Based on newly released personal letters of Einstein, this book explores how an imaginative, impertinent patent clerk -- a struggling father in a difficult marriage who couldn't get a teaching job or a doctorate -- became the mind reader of the creator of the cosmos, the locksmith of the mysteries of the atom and the universe. His success came from questioning conventional wisdom and marveling at mysteries that struck others as mundane. This led him to embrace a morality and politics based on respect for free minds, free spirits, and free individuals.
These traits are just as vital for this new century of globalization, in which our success will depend on our creativity, as they were for the beginning of the last century, when Einstein helped usher in the modern age.
### Amazon.com Review
As a scientist, Albert Einstein is undoubtedly the most epic among 20th-century thinkers. Albert Einstein as a man, however, has been a much harder portrait to paint, and what we know of him as a husband, father, and friend is fragmentary at best. With *Einstein: His Life and Universe*, Walter Isaacson (author of the bestselling biographies *Benjamin Franklin* and *Kissinger*) brings Einstein's experience of life, love, and intellectual discovery into brilliant focus. The book is the first biography to tackle Einstein's enormous volume of personal correspondence that heretofore had been sealed from the public, and it's hard to imagine another book that could do such a richly textured and complicated life as Einstein's the same thoughtful justice. Isaacson is a master of the form and this latest opus is at once arresting and wonderfully revelatory. *--Anne Bartholomew*
**Read "The Light-Beam Rider," the first chapter of Walter Isaacson's *Einstein: His Life and Universe*.**
* * *
**Five Questions for Walter Isaacson**
**Amazon.com:** What kind of scientific education did you have to give yourself to be able to understand and explain Einstein's ideas?
**Isaacson:** I've always loved science, and I had a group of great physicists--such as Brian Greene, Lawrence Krauss, and Murray Gell-Mann--who tutored me, helped me learn the physics, and checked various versions of my book. I also learned the tensor calculus underlying general relativity, but tried to avoid spending too much time on it in the book. I wanted to capture the imaginative beauty of Einstein's scientific leaps, but I hope folks who want to delve more deeply into the science will read Einstein books by such scientists as Abraham Pais, Jeremy Bernstein, Brian Greene, and others.
**Amazon.com:** That Einstein was a clerk in the Swiss Patent Office when he revolutionized our understanding of the physical world has often been treated as ironic or even absurd. But you argue that in many ways his time there fostered his discoveries. Could you explain?
**Isaacson:** I think he was lucky to be at the patent office rather than serving as an acolyte in the academy trying to please senior professors and teach the conventional wisdom. As a patent examiner, he got to visualize the physical realities underlying scientific concepts. He had a boss who told him to question every premise and assumption. And as Peter Galison shows in *Einstein's Clocks, Poincare's Maps*, many of the patent applications involved synchronizing clocks using signals that traveled at the speed of light. So with his office-mate Michele Besso as a sounding board, he was primed to make the leap to special relativity.

--*--

■ Written instruction 1: List every book title named in the Einstein biography page.
■ Written instruction 2: Continue the Einstein biography page from the point where it stops.

--*--

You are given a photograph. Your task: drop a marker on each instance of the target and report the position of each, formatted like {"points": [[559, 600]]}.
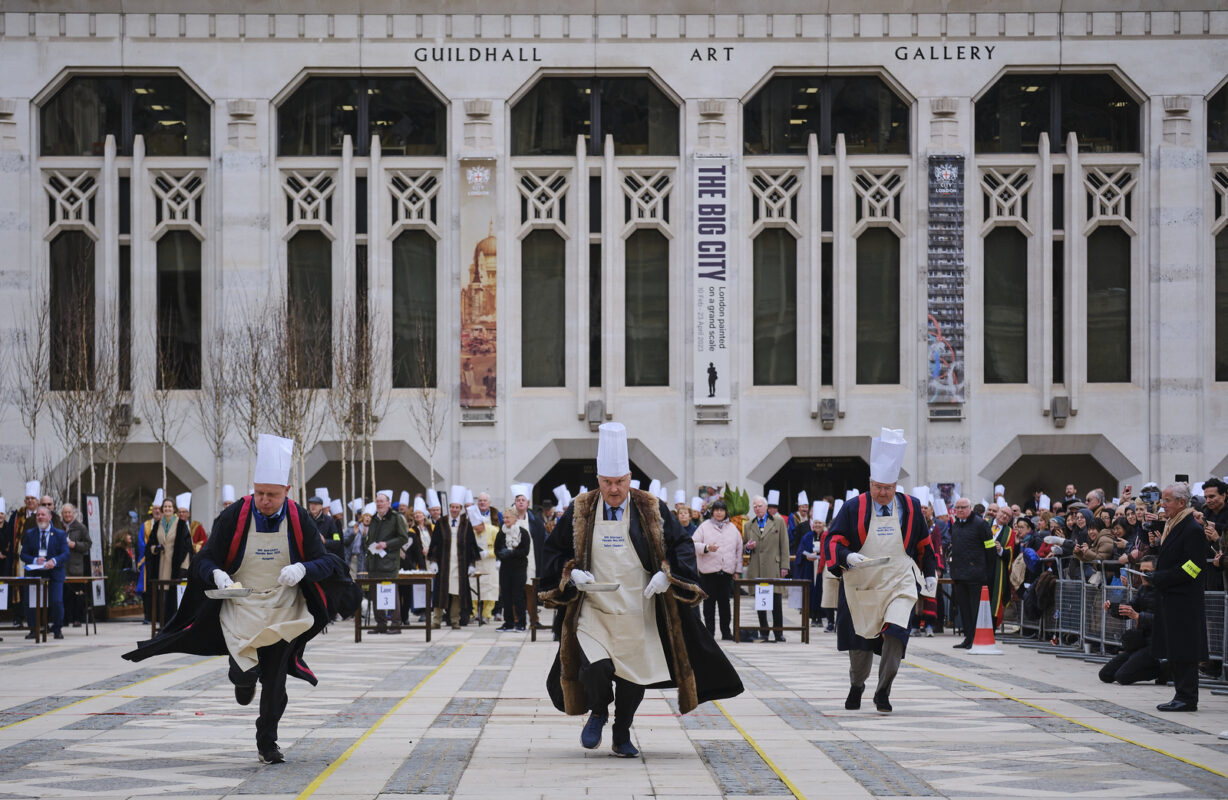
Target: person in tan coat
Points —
{"points": [[766, 540]]}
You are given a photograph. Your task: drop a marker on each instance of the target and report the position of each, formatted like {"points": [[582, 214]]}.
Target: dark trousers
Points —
{"points": [[53, 592], [511, 595], [964, 596], [1131, 667], [1185, 681], [718, 588], [603, 687], [274, 661], [777, 618]]}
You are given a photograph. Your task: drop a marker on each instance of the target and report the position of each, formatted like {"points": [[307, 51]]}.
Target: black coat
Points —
{"points": [[195, 627], [1180, 632]]}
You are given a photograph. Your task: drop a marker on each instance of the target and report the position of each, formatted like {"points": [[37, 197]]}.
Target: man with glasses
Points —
{"points": [[973, 554]]}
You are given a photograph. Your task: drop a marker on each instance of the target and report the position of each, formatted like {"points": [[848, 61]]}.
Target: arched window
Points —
{"points": [[165, 109], [641, 118], [1095, 108], [782, 114], [409, 119]]}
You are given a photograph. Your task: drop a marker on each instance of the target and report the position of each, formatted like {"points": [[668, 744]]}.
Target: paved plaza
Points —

--*--

■ Exercise response 1:
- *Einstein: His Life and Universe*
- *Benjamin Franklin*
- *Kissinger*
- *Einstein's Clocks, Poincare's Maps*

■ Exercise response 2:
**Amazon.com:** That time in the patent office makes him sound far more like a practical scientist and tinkerer than the usual image of the wild-haired professor, and more like your previous biographical subject, the multitalented but eminently earthly Benjamin Franklin. Did you see connections between them?
**Isaacson:** I like writing about creativity, and that's what Franklin and Einstein shared. They also had great curiosity and imagination. But Franklin was a more practical man who was not very theoretical, and Einstein was the opposite in that regard.
**Amazon.com:** Of the many legends that have accumulated around Einstein, what did you find to be least true? Most true?
**Isaacson:** The least true legend is that he failed math as a schoolboy. He was actually great in math, because he could visualize equations. He knew they were nature's brushstrokes for painting her wonders. For example, he could look at Maxwell's equations and marvel at what it would be like to ride alongside a light wave, and he could look at Max Planck's equations about radiation and realize that Planck's constant meant that light was a particle as well as a wave. The most true legend is how rebellious and defiant of authority he was. You see it in his politics, his personal life, and his science.
**Amazon.com:** At *Time* and CNN and the Aspen Institute, you've worked with many of the leading thinkers and leaders of the day. Now that you've had the chance to get to know Einstein so well, did he remind you of anyone from our day who shares at least some of his remarkable qualities?
**Isaacson:** There are many creative scientists, most notably Stephen Hawking, who wrote the essay on Einstein as "Person of the Century" when I was editor of *Time*. In the world of technology, Steve Jobs has the same creative imagination and ability to think differently that distinguished Einstein, and Bill Gates has the same intellectual intensity. I wish I knew politicians who had the creativity and human instincts of Einstein, or for that matter the wise feel for our common values of Benjamin Franklin.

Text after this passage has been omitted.